=== Data for processing ===

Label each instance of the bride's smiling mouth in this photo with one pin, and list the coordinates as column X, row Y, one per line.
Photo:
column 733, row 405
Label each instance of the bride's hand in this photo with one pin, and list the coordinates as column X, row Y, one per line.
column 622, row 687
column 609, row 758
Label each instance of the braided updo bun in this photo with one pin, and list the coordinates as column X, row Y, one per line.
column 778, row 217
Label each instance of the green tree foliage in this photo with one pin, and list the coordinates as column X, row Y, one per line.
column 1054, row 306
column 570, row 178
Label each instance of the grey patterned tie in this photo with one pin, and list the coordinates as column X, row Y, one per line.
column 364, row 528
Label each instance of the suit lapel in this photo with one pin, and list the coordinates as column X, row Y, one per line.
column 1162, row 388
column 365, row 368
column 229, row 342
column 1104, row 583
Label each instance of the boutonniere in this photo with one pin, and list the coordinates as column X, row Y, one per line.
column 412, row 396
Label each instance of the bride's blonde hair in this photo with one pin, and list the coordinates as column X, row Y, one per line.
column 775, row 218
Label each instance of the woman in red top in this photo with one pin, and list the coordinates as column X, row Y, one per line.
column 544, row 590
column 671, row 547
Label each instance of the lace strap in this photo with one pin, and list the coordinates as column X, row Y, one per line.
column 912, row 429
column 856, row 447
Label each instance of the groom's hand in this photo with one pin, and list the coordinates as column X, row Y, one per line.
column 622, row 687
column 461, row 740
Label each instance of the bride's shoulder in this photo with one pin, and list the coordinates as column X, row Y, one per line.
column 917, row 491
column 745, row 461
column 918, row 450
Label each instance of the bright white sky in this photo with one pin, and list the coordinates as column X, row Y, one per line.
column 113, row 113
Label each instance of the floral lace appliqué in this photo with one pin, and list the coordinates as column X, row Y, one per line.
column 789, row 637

===

◆ Task brief
Would you copy out each line exactly as written?

◆ Output of the task
Label each instance of the bride's smiling mouth in this photo with one pin, and list the coordinates as column X, row Y, one per line.
Photo:
column 733, row 405
Label each instance of the bride's hand in this photo with one pin, and list the coordinates as column X, row Y, one per line.
column 622, row 687
column 609, row 758
Label each instance of the braided updo bun in this photo with one pin, and list the coordinates as column X, row Y, one per line.
column 778, row 217
Label each instance of the green tree foliage in this photo with one pin, and list the coordinates as column X, row Y, one per line.
column 1054, row 306
column 570, row 178
Label each instance of the grey patterned tie in this photo with one pin, and list the coordinates as column X, row Y, one per line.
column 364, row 528
Label each instance of the suit lapel in this photo with one pin, and list the coordinates as column X, row Y, one per line.
column 1162, row 388
column 365, row 368
column 229, row 342
column 1104, row 583
Label each instance of the boutonniere in this photo with one pin, and list the coordinates as column X, row Y, one per line.
column 412, row 396
Label each instance of the bride's blonde hair in this photo with one pin, and list the coordinates as column X, row Y, one per line.
column 775, row 218
Label each instance of the woman in red top in this photo with one pin, and list the coordinates as column X, row Y, one per line.
column 544, row 590
column 671, row 547
Label each instance of the lace strap in this photo with one pin, and list the coordinates as column X, row Y, one per line.
column 912, row 429
column 856, row 447
Label each instance of the groom's hand in this photo with one pin, and list the coordinates as column X, row Y, one per line.
column 622, row 687
column 461, row 740
Label each instance of the bride's shoulder in this photo with one pin, and list the coordinates as column X, row Y, one per line.
column 917, row 491
column 745, row 461
column 918, row 450
Label each instance of the bright white sky in this photo with one pin, and list the coordinates as column X, row Y, one per line.
column 113, row 113
Label each instance of the floral lace appliqué in this photo with one pin, and list the coordinates as column X, row Y, one per line.
column 789, row 637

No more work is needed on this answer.